QUESTIONS TO ANSWER ->
1/ According to the passage on web-based safety training, what was the only thing in web-based training for the learners?
2/ Pick up the passage on web-based safety training after its final sentence and keep writing in the same voice.
--- DOCUMENT EXCERPT ---
When it came to training my philosophy had always been about my learners – you need to figure out what was in it for them and then figure out a way to keep them awake, engaged and buying into it long enough to sway their opinion or beliefs, but more critically, their behavior after they left the class.

When it came to web-based training, all that was in it for them was to get the safety person off their back by checking a box. Done.

It was the antithesis of my entire put-yourself-in-their-workboots approach to safety training. My entire career. My core values as a safety professional.

[What you cannot know as you read this is that my blood pressure has gone up a few points just typing about it.]

Web-based safety training was beneath my standards and that of my clients.

And then, over months, I came to a realization.

Web-based safety training was a reality. It was not going away. It was growing.

I could hold onto my hard-won values about in-person training and as a business owner go the way of the dinosaurs and the Studebaker, or I could wise up, get a grip and do web-based training a different way.
--- SOURCE INFORMATION ---
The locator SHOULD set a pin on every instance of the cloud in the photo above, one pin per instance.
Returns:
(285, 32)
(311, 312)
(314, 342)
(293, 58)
---
RESULTS IN ORDER ->
1/ Getting the safety person off their back by checking a box.

2/
Or as Bruce would have said, leaning back in his chair and smirking:

“Well, sweetheart, if you can’t run with the big dogs, stay on the porch.”

I’m a lot of things but I’m no porch-sitter.

In 2016, I incorporated PCS Custom Training Solutions to create web-based training that met my “get off my lawn” standards:

  • We don’t do “canned” web-based safety training. We partner with clients who want content that is customized to their workplace hazards.
  • Our instructional designers are experts in developing and designing interactive training elements that are specific to what our learners need to know, and they craftily weave “story” into what we present.
  • We work with our clients to glean every morsel of information, including photos and policies and case studies and critical rules, so we can pack that into our courses. Company slogans, logos, message and tone; we can capture all that and we do.
  • We make our courses as easy to use as we can. Not everyone is tech-savvy, and we want our courses to work for not only our users but our clients as well. For senior workers and twenty-somethings. For many of our clients we provide Help Desk services so that we get the call to assist a learner who doesn’t know their browser from their broomstick.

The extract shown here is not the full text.